- **Directives**
1. Answer these from the derivation of the particle's acceleration:
(a) What is the initial velocity of the particle?
(b) What does the negative sign show?
(c) What does k stand for?
2. Print the derivation of the particle's acceleration from "Initial acceleration of" up to and including "to the acceleration.".
3. Can you carry the derivation of the particle's acceleration on from its last line, equation (II)?

- **Supplied passage**
Initial acceleration of a particle moving in a straight line is a.

Initial velocity is zero.

We know that,

The rate of change of acceleration is directly proportional to the acceleration.

$\dfrac{da}{dt}\propto a$

$\dfrac{da}{a}=kdt$....(I)

We need to calculate the terminal velocity of the particle

Using equation (I)

$\dfrac{da}{a}=-kdt$

Negative sign shows the decrease of acceleration with time.

Where, k = proportional constant

$\int_{a_{0}}^{a}{\dfrac{da}{a}}=-\int_{0}^{t}{kdt}$

$\ln\dfrac{a}{a_{0}}=-kt$

$a=a_{0}e^{-kt}$.....(II)

[Photo-based point labeling entries]
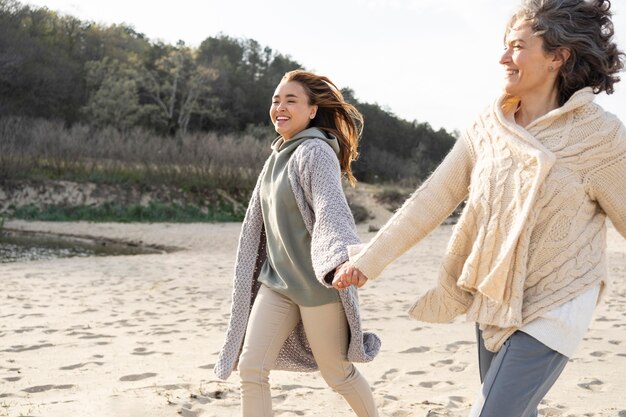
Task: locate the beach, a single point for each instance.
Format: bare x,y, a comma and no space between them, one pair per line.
138,335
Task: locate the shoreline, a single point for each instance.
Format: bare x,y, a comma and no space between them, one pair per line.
138,335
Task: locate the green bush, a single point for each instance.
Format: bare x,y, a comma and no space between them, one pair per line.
154,212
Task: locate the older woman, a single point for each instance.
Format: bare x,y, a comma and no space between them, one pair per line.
540,170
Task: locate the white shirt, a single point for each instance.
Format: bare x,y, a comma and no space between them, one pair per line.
563,328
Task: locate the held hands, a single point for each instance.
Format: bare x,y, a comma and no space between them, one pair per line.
347,275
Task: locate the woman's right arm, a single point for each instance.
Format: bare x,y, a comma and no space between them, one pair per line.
426,209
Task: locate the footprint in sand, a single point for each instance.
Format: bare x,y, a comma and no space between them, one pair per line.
43,388
420,349
435,384
453,347
551,412
142,351
460,367
457,402
416,373
390,374
22,348
79,365
138,377
592,384
439,364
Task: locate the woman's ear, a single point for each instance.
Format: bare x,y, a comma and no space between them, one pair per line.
313,112
560,57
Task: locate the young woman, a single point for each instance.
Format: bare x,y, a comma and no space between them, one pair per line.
540,171
285,312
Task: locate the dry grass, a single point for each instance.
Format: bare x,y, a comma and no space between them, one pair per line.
43,149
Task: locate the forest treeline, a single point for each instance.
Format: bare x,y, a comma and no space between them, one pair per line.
60,69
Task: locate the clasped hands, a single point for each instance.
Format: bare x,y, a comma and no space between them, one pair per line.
347,275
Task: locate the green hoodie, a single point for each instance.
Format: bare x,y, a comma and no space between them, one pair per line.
288,268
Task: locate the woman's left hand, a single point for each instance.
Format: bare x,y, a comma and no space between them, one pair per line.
347,275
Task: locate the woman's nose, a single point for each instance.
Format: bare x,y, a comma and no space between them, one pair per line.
506,56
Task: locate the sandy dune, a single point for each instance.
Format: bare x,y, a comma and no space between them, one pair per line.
138,336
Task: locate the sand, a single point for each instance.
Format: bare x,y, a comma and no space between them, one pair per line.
138,335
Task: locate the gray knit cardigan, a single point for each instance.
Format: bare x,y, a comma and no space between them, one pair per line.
315,178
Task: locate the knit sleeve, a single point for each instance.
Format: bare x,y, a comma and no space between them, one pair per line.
333,227
606,183
426,209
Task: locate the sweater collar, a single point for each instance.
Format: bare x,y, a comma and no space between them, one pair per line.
527,135
280,144
580,98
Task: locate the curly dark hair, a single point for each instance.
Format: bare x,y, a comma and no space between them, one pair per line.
585,29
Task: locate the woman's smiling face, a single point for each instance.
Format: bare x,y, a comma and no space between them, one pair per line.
291,112
528,69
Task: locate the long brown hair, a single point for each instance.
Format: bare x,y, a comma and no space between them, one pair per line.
333,116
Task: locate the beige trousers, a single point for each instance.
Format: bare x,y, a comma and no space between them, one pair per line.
272,319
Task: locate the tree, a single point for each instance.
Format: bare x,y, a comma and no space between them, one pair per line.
114,94
179,88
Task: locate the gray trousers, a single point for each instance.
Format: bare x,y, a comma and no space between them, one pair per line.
516,378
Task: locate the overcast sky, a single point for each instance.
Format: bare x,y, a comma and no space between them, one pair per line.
433,61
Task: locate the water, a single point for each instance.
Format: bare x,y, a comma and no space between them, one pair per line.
19,246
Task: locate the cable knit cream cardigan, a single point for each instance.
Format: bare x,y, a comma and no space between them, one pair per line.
315,178
532,235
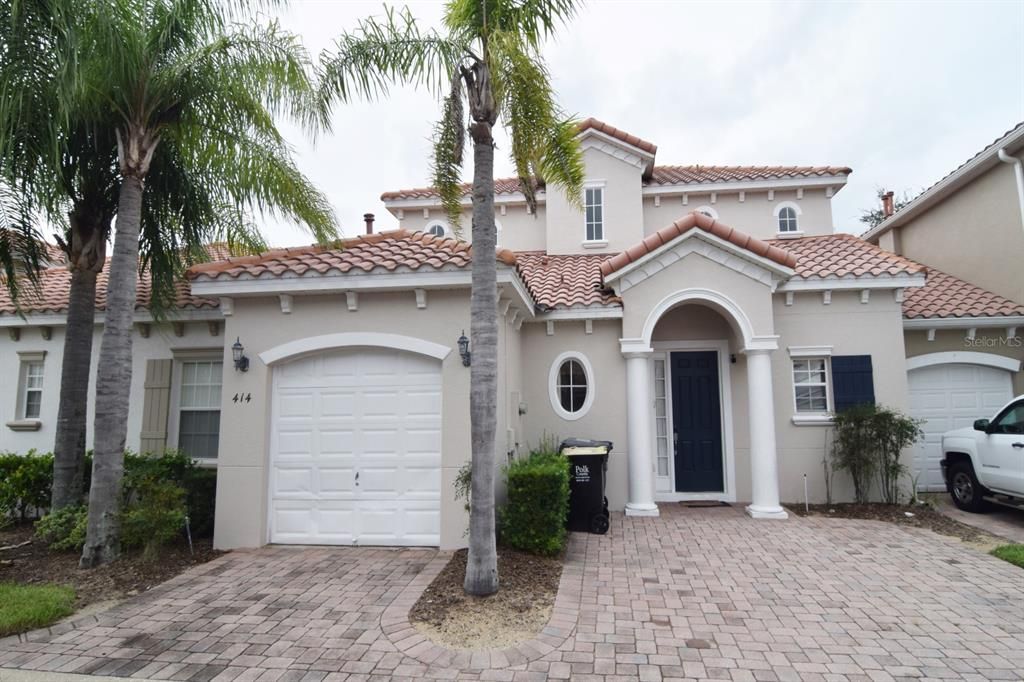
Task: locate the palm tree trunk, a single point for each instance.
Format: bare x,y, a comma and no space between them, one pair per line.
481,565
114,382
69,446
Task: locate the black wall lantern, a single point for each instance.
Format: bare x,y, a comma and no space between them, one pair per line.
464,349
241,361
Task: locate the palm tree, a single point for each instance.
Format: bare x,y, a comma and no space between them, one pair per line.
66,170
488,57
181,87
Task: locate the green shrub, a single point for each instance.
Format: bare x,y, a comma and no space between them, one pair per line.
26,607
25,483
534,518
154,515
869,440
65,529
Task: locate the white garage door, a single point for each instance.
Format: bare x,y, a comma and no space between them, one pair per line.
951,396
355,454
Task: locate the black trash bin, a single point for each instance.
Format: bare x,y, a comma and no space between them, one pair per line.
588,477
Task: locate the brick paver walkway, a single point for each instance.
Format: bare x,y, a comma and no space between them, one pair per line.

- **Results for each task**
1.
(a) Zero.
(b) The decrease of acceleration with time.
(c) The proportional constant.

2.
Initial acceleration of a particle moving in a straight line is a.

Initial velocity is zero.

We know that,

The rate of change of acceleration is directly proportional to the acceleration.

3.
The terminal velocity is

$v(t)=\int_{0}^{t}{adt}$

Put the value into the formula

$v(t)=\int_{0}^{t}{a_{0}e^{-kt} dt}$

$v(t)=-\dfrac{a_{0}}{k}({e^{-kt}})_{0}^{t}$

$v(t)=-\dfrac{a_{0}}{k}(e^{-kt}=e^{0})$

$v(t)=-\dfrac{a_{0}}{k}(\dfrac{1}{e^{kt}}-1)$

The terminal velocity at t= ∞

$v(t)=-\dfrac{a_{0}}{k}$......(III)

We use $t=t_{0}$ and $a=\dfrac{a_{0}}{2}$

Put the value in equation (I)

$\dfrac{a_{0}}{2}=a_{0}e^{-kt_{0}}$

$2=e^{-kt_{0}}$

$k=\dfrac{ln 2}{t_{0}}$

Put the value int equation (III)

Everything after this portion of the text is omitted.